> WORK ITEM: In the entries below, filter for the word "white" and copy every matching line.

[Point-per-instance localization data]
>>>

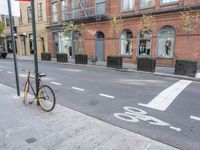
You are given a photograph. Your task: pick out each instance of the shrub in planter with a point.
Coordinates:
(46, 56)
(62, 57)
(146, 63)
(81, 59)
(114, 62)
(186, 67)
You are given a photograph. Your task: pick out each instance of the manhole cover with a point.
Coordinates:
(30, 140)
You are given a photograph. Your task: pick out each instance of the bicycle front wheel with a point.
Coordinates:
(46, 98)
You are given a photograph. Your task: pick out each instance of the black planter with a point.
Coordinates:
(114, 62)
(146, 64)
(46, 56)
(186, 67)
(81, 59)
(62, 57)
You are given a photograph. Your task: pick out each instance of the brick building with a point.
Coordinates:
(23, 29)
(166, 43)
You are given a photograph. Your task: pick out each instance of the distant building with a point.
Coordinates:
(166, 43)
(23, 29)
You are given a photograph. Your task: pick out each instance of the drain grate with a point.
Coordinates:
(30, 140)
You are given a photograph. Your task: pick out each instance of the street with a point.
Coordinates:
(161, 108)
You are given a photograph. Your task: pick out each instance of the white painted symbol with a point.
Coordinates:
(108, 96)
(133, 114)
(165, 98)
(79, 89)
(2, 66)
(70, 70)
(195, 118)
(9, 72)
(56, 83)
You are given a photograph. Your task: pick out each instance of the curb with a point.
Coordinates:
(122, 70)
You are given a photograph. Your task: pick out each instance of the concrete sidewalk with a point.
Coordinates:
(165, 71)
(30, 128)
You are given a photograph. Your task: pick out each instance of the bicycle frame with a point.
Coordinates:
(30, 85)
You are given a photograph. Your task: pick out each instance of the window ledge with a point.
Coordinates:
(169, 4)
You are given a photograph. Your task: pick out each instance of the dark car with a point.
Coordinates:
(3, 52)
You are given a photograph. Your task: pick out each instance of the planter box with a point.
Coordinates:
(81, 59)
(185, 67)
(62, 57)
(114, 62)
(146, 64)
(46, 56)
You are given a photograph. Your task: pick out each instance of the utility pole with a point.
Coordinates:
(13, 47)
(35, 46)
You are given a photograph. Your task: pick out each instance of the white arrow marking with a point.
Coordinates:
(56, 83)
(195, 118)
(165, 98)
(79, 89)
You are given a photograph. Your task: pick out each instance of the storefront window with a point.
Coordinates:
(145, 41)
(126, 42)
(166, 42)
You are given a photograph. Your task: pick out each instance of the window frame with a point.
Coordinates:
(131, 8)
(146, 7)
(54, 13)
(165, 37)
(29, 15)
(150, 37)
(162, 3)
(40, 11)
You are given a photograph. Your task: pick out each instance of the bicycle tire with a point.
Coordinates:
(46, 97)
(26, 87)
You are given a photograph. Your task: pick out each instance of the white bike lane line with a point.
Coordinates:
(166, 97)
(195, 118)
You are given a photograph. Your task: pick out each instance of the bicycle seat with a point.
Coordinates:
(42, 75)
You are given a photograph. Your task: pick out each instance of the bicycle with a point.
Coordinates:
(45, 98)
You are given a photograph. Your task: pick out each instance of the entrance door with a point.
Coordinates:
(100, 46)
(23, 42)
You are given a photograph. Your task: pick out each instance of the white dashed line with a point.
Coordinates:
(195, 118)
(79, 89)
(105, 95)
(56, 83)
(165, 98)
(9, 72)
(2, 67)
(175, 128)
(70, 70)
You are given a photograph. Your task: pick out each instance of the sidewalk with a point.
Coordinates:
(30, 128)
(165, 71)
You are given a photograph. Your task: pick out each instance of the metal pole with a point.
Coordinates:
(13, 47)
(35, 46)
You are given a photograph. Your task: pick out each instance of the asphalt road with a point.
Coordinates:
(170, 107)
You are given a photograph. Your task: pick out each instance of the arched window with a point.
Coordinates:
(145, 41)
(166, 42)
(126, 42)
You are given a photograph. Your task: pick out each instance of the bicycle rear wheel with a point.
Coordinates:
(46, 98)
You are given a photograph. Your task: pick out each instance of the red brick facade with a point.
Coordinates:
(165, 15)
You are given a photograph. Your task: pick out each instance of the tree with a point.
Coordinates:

<<<

> RESULT OF THIS EXERCISE:
You are given a photograph. Your task: pick out each instance of the white painted symbol with a point.
You are given a photograph. Your task: pick out each instance of the white arrow marking with a point.
You are given a photograph. Your task: pick out each instance of the white bike lane line with a point.
You are given a photograph. Your task: pick out each instance of the white dashed line with a point.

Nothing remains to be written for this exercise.